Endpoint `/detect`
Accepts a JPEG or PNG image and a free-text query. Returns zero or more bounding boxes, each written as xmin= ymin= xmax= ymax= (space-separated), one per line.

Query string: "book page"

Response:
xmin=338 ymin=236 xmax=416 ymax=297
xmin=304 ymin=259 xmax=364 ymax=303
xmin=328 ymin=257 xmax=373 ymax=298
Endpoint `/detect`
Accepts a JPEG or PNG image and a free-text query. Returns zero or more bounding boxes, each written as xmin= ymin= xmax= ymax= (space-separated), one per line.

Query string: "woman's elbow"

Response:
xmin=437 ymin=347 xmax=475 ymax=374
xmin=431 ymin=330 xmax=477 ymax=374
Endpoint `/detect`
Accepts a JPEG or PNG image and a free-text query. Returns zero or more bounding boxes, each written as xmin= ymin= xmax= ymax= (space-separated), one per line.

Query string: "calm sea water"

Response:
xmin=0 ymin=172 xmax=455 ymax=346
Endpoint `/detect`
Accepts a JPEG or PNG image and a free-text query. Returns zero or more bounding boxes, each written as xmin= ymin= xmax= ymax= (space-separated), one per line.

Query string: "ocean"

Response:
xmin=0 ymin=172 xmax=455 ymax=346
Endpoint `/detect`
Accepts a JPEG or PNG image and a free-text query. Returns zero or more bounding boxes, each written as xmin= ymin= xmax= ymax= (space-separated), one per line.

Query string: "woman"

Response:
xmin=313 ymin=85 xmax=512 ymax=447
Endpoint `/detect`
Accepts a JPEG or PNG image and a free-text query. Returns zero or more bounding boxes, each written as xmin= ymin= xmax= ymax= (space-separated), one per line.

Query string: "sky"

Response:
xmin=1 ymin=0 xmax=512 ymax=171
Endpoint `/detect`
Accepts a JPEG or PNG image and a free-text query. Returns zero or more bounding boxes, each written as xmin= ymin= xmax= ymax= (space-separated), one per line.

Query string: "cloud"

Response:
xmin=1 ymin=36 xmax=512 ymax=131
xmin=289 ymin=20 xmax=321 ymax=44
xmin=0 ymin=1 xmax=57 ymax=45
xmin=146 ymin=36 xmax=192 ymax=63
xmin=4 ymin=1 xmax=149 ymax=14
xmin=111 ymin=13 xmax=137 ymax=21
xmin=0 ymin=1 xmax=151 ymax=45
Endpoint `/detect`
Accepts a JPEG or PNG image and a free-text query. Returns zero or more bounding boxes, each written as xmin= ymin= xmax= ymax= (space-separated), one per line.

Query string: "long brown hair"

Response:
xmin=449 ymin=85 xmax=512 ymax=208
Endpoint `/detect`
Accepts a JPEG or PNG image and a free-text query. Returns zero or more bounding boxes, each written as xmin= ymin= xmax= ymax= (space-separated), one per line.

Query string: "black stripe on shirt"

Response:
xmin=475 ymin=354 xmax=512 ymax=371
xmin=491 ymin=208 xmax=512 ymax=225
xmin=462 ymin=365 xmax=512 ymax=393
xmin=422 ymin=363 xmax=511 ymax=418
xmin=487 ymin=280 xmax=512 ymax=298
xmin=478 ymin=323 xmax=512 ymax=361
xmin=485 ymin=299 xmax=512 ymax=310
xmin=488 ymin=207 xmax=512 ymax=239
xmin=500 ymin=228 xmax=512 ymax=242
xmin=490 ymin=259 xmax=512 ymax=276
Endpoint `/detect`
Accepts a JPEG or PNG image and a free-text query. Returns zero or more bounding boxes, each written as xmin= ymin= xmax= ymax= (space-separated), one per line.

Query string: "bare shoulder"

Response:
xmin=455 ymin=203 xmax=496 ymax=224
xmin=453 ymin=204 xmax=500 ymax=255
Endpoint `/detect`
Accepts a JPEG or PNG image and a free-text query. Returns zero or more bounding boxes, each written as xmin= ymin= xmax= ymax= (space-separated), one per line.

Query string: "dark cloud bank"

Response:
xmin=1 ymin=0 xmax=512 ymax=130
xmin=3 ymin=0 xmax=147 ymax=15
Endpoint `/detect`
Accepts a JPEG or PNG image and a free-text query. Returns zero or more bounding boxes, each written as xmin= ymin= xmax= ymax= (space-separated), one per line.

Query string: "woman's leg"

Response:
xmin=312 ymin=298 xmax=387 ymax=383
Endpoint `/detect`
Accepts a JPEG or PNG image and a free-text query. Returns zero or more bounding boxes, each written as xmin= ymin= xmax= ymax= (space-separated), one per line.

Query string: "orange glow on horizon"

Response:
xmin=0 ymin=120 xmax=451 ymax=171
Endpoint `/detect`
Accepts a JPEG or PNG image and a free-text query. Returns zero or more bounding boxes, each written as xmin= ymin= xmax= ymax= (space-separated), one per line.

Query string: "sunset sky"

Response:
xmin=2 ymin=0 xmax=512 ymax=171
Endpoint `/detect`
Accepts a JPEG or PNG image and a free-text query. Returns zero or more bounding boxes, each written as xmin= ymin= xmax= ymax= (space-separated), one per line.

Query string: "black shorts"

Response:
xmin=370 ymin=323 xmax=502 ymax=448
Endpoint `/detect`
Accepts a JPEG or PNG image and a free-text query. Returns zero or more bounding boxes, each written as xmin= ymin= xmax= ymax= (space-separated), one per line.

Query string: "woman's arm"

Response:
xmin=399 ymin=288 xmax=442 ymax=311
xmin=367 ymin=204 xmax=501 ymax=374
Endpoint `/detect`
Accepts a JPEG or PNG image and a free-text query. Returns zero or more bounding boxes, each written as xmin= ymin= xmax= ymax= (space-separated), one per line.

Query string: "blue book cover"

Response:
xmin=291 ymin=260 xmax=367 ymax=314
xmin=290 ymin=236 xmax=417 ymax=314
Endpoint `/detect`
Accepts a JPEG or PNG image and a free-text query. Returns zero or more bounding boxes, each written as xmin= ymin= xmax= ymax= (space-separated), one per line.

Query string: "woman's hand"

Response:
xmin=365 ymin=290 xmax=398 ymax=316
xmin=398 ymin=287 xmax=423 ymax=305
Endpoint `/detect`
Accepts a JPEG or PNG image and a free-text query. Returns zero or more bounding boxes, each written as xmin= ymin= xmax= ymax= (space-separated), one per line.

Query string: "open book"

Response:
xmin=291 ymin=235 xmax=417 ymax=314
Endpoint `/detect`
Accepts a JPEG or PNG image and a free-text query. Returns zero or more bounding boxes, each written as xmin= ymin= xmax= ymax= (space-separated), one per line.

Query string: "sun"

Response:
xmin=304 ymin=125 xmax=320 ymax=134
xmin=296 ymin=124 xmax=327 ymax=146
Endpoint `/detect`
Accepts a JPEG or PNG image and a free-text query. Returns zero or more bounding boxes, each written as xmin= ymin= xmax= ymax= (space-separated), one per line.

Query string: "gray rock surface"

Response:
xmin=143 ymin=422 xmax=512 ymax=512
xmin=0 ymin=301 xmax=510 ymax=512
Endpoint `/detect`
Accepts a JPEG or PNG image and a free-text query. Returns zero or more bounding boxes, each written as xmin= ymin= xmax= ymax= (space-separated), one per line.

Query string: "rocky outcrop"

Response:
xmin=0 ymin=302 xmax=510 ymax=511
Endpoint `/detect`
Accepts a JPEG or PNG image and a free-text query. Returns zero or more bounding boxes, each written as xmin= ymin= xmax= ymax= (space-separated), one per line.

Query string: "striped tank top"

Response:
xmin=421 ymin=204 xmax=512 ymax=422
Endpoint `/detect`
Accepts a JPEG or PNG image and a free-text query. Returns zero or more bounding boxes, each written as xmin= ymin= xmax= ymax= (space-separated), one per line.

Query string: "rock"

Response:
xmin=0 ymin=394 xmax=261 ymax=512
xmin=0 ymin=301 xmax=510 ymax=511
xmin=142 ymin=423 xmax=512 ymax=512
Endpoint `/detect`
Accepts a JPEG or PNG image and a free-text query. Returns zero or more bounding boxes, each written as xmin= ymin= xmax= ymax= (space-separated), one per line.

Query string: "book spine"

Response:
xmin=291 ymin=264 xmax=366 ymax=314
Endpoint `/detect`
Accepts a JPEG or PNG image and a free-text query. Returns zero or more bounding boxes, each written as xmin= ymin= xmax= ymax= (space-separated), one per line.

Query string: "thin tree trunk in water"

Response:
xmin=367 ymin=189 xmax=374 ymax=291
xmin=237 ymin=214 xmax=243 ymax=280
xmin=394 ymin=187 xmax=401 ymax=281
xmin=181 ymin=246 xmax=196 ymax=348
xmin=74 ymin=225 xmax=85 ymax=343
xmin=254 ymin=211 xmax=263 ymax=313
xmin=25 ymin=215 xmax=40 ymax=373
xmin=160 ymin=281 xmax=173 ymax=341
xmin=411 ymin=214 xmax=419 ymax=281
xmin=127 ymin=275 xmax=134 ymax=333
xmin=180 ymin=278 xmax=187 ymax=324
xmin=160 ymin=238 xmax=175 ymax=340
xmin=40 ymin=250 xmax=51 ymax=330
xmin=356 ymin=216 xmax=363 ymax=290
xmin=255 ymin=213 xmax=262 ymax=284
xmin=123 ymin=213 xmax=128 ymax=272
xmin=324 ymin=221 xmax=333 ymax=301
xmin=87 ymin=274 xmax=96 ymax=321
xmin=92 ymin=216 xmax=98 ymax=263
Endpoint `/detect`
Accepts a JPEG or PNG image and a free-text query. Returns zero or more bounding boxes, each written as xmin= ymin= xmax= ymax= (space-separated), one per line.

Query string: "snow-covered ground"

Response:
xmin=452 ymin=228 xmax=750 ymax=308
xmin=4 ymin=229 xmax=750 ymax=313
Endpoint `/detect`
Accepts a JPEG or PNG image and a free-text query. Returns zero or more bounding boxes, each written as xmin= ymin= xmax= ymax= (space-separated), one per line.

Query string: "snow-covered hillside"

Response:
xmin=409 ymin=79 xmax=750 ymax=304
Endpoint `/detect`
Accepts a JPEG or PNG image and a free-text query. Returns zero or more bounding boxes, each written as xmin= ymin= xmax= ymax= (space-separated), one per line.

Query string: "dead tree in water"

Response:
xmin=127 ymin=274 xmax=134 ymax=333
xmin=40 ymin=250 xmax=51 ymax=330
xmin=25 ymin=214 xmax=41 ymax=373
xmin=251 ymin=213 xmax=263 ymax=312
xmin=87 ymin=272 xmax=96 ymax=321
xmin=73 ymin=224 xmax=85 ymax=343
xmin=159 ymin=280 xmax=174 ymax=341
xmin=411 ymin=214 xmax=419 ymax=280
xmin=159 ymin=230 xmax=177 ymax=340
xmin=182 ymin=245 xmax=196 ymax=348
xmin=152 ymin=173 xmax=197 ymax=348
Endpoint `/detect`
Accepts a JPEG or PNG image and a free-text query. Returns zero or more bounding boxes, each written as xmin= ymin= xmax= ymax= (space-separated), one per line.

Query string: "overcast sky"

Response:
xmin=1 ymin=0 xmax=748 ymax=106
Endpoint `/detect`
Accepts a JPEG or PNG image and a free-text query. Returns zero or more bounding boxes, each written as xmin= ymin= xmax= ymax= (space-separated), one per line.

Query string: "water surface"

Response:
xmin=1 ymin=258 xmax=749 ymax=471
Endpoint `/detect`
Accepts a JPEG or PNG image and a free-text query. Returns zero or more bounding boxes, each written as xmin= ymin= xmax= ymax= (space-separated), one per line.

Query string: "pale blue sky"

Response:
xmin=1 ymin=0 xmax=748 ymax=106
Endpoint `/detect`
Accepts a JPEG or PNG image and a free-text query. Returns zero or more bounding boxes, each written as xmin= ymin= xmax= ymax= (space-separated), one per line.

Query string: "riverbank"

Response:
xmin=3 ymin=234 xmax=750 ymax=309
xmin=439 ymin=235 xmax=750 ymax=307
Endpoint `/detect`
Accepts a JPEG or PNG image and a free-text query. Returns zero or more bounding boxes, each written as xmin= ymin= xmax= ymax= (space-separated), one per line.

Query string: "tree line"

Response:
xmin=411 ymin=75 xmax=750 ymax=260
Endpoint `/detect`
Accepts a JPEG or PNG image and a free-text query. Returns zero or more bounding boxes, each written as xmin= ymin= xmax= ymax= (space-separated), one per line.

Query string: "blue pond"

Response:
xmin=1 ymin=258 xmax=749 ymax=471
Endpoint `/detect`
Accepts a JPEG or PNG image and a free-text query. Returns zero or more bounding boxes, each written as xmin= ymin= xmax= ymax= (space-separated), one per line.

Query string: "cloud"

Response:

____

● **Problem description**
From the entries above, copy each line holding "black".

● **Written reply**
Query string: "black stripe on shirt"
Query string: "black shorts"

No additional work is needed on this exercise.